# [About this exercise]
Could you quote, exactly as they stand, the lines running from the one with "rough mask: <svg" to the final line of the material?

# [Task input]

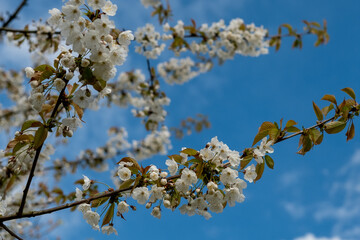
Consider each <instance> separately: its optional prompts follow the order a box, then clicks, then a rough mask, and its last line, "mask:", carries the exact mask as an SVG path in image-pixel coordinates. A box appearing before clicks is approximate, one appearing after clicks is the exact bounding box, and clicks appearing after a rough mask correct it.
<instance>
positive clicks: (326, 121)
mask: <svg viewBox="0 0 360 240" xmlns="http://www.w3.org/2000/svg"><path fill="white" fill-rule="evenodd" d="M332 120H335V116H334V117H332V118H329V119H327V120H324V121H322V122H320V123H318V124H315V125H314V126H311V127H309V128H306V129H305V131H307V130H310V129H313V128H317V127H320V126H321V125H324V124H325V123H327V122H330V121H332ZM303 133H304V131H300V132H297V133H294V134H291V135H289V136H286V137H283V138H279V139H278V140H277V141H276V142H275V143H278V142H282V141H284V140H287V139H289V138H293V137H295V136H297V135H300V134H303Z"/></svg>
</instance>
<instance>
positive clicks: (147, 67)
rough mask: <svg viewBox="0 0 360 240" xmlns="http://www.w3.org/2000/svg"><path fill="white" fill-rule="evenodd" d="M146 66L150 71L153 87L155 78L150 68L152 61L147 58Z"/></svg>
mask: <svg viewBox="0 0 360 240" xmlns="http://www.w3.org/2000/svg"><path fill="white" fill-rule="evenodd" d="M143 49H144V52H145V51H146V48H145V47H144V48H143ZM146 66H147V69H148V71H149V74H150V86H153V85H154V80H155V76H154V75H153V73H152V71H151V66H150V60H149V59H148V58H146Z"/></svg>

# [Answer section]
rough mask: <svg viewBox="0 0 360 240" xmlns="http://www.w3.org/2000/svg"><path fill="white" fill-rule="evenodd" d="M146 66L150 71L153 87L155 78L150 68L152 61L147 58Z"/></svg>
mask: <svg viewBox="0 0 360 240" xmlns="http://www.w3.org/2000/svg"><path fill="white" fill-rule="evenodd" d="M143 49H144V52H145V51H146V48H145V47H144V48H143ZM146 66H147V69H148V71H149V74H150V86H153V85H154V80H155V76H154V75H153V73H152V71H151V66H150V60H149V59H148V58H146Z"/></svg>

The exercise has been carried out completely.